◆ WORK REQUIRED ◆
Copy the lines below word for word, leaving out the pictures.

--- begin ---

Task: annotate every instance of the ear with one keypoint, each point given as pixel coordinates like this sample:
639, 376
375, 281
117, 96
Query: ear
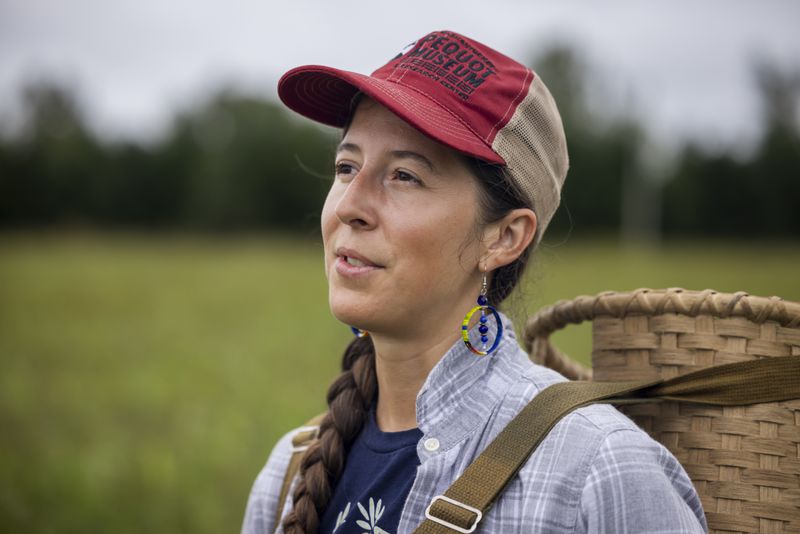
506, 239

--- end ---

◆ FINAL RESULT ◆
Task: annotate every instance of the ear with one keypoint, each point given as pixel coordinates like this sample:
639, 376
375, 281
117, 96
Query: ear
506, 239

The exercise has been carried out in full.